Travail à faire:
1. Recopiez tout le passage du texte sur Karfa Diallo qui va de « Né au Sénégal » jusqu'à « première débute aujourd’hui. ».
2. Donnez la suite du texte sur Karfa Diallo, en reprenant juste après sa dernière phrase.

Texte présenté:
Né au Sénégal et installé à Bordeaux depuis 1995, conseiller régional de Nouvelle-Aquitaine, Karfa Diallo se démène sans relâche pour une meilleure connaissance de l’esclavage et de la colonisation. Dans sa ville d’adoption, il a joué un rôle déterminant pour une meilleure compréhension de son passé, organisant des visites guidées pour rendre compte de son histoire socioéconomique étroitement liée à l’esclavage. Sa détermination a payé. Depuis mai 2022, la ville de Bordeaux s’est associé au réseau "Mémoires et partages" dans le but d’instaurer une Mission de préfiguration d’un projet de Maison contre les esclavages. Dans ce but, Karfa Diallo organise une série d’auditions d’experts et d’universitaires, et des consultations citoyennes dont la première débute aujourd’hui.
Comment se déroulent les auditions et la consultation ?

Enregistrements fournis:
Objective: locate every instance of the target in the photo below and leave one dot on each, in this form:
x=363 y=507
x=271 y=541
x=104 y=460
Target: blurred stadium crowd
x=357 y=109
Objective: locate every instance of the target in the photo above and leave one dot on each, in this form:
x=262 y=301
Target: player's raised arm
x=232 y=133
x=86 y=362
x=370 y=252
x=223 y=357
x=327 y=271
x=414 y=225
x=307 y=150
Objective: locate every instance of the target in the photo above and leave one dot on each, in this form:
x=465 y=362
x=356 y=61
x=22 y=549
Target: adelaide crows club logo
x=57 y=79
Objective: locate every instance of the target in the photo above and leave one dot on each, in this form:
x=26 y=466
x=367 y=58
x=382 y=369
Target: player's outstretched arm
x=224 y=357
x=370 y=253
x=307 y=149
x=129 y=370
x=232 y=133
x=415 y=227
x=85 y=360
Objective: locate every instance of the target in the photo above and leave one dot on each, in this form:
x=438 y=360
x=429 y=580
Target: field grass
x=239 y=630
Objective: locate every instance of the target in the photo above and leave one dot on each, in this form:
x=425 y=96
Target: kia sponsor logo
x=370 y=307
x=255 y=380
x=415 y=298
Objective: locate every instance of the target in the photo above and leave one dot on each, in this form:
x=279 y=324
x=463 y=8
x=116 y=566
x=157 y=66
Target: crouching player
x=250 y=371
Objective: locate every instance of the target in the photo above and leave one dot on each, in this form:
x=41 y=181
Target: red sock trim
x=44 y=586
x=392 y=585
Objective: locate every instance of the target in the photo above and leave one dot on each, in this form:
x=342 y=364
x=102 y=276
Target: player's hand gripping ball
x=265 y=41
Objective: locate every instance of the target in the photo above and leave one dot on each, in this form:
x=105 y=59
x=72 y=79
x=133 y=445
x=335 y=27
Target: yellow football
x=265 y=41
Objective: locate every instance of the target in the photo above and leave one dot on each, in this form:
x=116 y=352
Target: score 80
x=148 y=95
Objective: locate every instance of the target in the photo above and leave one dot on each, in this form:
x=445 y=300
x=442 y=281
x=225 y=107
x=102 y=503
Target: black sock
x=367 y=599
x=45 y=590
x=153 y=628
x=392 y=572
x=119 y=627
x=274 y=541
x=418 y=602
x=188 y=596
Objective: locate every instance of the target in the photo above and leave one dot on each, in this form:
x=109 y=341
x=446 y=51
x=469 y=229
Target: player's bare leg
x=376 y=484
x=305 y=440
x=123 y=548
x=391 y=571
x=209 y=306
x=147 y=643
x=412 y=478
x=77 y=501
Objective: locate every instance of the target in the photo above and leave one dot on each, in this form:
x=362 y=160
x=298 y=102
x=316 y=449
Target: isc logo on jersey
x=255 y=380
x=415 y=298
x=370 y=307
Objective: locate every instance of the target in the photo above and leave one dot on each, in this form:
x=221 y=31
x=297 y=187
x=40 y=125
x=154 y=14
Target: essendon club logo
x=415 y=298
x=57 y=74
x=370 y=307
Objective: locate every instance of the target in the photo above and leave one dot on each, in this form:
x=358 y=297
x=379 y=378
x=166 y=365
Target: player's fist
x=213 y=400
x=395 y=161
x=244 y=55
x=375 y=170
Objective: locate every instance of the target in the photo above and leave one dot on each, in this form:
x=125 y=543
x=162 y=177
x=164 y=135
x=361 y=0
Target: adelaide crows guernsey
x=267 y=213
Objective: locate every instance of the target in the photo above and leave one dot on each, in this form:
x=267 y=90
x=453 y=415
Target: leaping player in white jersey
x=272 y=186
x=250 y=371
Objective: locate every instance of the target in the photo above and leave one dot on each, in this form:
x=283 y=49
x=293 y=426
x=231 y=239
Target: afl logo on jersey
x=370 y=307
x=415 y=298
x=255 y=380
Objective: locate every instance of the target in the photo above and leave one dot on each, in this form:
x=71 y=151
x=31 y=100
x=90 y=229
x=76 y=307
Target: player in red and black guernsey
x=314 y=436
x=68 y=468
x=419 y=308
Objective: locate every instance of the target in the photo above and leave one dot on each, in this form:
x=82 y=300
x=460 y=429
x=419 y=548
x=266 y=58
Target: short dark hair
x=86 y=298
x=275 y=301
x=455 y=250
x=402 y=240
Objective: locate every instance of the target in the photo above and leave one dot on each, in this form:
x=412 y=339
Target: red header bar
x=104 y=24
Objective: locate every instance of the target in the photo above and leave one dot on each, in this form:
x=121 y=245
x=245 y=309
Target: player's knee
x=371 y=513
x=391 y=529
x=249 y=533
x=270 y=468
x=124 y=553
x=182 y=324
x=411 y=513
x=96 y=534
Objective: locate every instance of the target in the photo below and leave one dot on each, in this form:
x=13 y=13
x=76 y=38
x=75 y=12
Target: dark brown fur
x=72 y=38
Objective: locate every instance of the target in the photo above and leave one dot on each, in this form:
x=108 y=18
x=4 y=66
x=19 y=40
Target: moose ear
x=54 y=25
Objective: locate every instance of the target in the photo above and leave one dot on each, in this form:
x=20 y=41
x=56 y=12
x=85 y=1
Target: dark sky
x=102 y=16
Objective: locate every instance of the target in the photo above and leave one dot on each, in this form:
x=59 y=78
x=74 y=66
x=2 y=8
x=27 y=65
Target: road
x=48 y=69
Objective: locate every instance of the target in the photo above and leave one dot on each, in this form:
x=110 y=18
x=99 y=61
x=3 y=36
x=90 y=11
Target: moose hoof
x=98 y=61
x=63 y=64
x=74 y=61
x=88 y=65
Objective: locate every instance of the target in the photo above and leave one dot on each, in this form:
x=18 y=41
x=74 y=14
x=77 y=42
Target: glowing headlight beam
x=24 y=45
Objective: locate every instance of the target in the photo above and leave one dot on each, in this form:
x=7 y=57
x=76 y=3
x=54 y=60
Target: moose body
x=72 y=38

Réponses par tâche:
1.
Né au Sénégal et installé à Bordeaux depuis 1995, conseiller régional de Nouvelle-Aquitaine, Karfa Diallo se démène sans relâche pour une meilleure connaissance de l’esclavage et de la colonisation. Dans sa ville d’adoption, il a joué un rôle déterminant pour une meilleure compréhension de son passé, organisant des visites guidées pour rendre compte de son histoire socioéconomique étroitement liée à l’esclavage. Sa détermination a payé. Depuis mai 2022, la ville de Bordeaux s’est associé au réseau "Mémoires et partages" dans le but d’instaurer une Mission de préfiguration d’un projet de Maison contre les esclavages. Dans ce but, Karfa Diallo organise une série d’auditions d’experts et d’universitaires, et des consultations citoyennes dont la première débute aujourd’hui.

2.
Karfa Diallo : Nous auditionnons une trentaine de personnalités bordelaises d’abord puisque c’est un projet porté par la ville de Bordeaux et le réseau Mémoires et partages. Au niveau national ensuite comme le président de la Fondation pour la mémoire de l’esclavage, des personnalités également à Nantes et au Havre, ainsi qu’au niveau international. Les auditions sont en cours depuis le début du mois de décembre. Nous lançons aussi une consultation citoyenne, qui est une démarche assez inédite en France, car d’habitude très peu de citoyens sont associés à l’élaboration des politiques publiques comme telles. L’idée est de mettre en place un mécanisme de démocratie participative qui permette de faire remonter les aspirations des personnes intéressées par ces sujets. Cette consultation va se dérouler pour l’instant sur dix structures bordelaises du 28 janvier au 15 avril et qui vont mobiliser leurs réseaux et adhérents pour discuter avec nous. Un rapport sera ensuite remis au maire de Bordeaux le 10 mai 2023.
C’est après l’étude de ce rapport qu’une décision sera prise concernant la Maison contre les esclavages à Bordeaux ?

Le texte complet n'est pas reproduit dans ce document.